• WHAT IS ASKED: Copy each of the records below word for word, leaving out the pictures.

◇ ◇ ◇ ◇

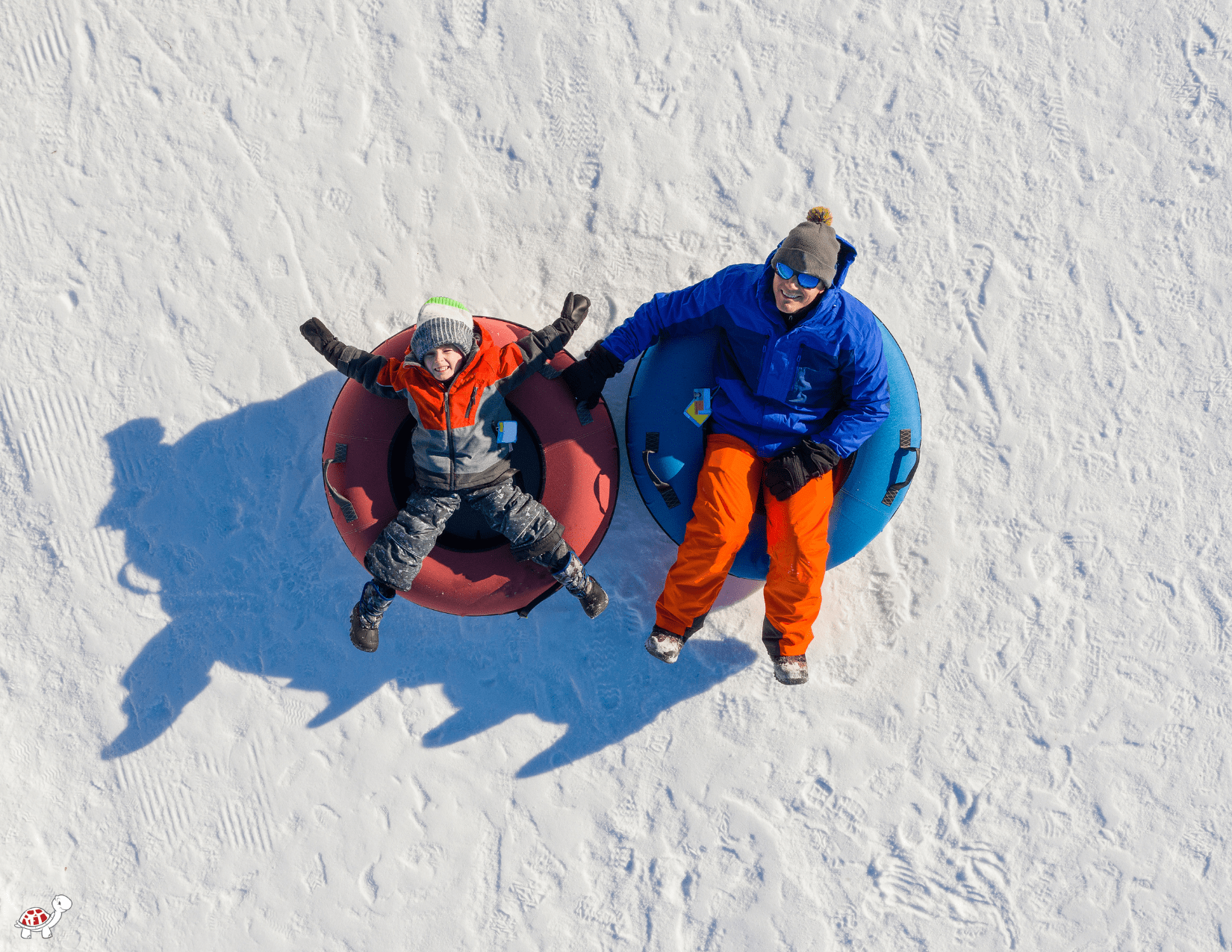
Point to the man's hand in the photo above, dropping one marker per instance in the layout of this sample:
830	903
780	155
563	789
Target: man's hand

◇ ◇ ◇ ◇

• EXERCISE SOLUTION:
Point to the man's hand in the photo above, dropping one marker per instance in the layout of this sample:
830	903
780	155
563	789
Target: man's hand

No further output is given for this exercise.